> _Your instructions_:
Copy the data from the line with "Can you find the rocky" up to and including the line with "<point>167,187</point>", requests included, multiplying every coordinate in the answers by 0.2 and rounding to whole numbers, with halves rounded up. Keep the numbers in the requests and their format samples as they are, and give only those lines.

· · · ·

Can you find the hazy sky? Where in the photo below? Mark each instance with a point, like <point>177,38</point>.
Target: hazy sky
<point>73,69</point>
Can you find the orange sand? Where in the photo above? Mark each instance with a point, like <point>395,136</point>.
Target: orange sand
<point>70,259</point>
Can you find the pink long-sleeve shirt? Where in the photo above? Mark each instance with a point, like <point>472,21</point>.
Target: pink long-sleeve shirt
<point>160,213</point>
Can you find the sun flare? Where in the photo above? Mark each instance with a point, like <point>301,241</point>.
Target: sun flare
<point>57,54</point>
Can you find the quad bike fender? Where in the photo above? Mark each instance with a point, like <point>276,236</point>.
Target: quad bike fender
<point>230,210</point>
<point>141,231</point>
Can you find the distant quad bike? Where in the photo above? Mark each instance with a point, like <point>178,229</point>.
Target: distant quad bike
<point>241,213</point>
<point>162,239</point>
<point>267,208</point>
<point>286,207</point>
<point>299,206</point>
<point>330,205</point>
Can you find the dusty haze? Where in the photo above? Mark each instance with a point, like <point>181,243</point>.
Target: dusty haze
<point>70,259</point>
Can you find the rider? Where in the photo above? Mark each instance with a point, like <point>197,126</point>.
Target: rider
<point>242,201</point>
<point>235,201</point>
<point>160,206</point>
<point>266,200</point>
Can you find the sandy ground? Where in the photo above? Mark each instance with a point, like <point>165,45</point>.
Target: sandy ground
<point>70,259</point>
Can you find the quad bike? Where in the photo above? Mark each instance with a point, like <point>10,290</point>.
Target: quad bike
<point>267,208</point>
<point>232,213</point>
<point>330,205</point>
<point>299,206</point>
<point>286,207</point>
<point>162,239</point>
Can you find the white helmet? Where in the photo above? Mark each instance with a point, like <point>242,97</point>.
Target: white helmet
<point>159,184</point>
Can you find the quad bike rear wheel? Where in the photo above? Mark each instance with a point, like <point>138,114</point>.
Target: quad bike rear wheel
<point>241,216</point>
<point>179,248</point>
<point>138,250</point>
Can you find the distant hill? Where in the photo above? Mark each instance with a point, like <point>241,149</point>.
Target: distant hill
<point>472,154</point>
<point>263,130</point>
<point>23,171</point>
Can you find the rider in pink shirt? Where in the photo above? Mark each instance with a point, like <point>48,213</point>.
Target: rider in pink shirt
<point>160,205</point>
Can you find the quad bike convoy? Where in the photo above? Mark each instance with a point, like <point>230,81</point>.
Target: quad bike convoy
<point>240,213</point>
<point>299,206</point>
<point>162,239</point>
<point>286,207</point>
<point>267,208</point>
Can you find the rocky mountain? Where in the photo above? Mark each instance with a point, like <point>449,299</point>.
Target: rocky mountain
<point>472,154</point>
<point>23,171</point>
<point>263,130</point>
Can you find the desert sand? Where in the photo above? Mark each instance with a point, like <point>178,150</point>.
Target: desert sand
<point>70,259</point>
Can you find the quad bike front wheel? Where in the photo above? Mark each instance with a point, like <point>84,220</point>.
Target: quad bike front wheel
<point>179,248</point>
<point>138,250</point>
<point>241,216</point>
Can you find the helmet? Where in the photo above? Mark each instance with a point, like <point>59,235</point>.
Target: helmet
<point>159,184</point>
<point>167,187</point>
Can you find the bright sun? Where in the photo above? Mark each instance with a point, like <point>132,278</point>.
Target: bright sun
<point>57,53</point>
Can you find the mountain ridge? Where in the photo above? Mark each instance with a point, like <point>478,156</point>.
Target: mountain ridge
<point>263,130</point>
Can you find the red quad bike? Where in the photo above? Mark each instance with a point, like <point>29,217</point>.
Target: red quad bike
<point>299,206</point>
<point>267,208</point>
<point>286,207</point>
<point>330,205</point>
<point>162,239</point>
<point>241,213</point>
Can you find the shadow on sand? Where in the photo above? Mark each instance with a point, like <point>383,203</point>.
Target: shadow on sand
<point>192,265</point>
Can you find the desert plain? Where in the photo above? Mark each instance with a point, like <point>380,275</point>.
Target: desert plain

· · · ·

> _Result_:
Can you find the rocky mountain? Where in the photo above? Mark each instance with a point, like <point>449,299</point>.
Target: rocky mountain
<point>94,31</point>
<point>5,34</point>
<point>53,26</point>
Can you find the desert sand? Where in the photo above? Mark each instance with a point, like <point>178,150</point>.
Target: desert sand
<point>14,52</point>
Can you find the quad bike front wheel? Where in the photo above? Mark each instance with a point, like <point>84,220</point>.
Target: quad bike front wheel
<point>36,50</point>
<point>28,50</point>
<point>48,43</point>
Can you find the helmet? Where in the photo above? Mark each instance with a point, like <point>59,235</point>.
Target: helmet
<point>32,37</point>
<point>33,37</point>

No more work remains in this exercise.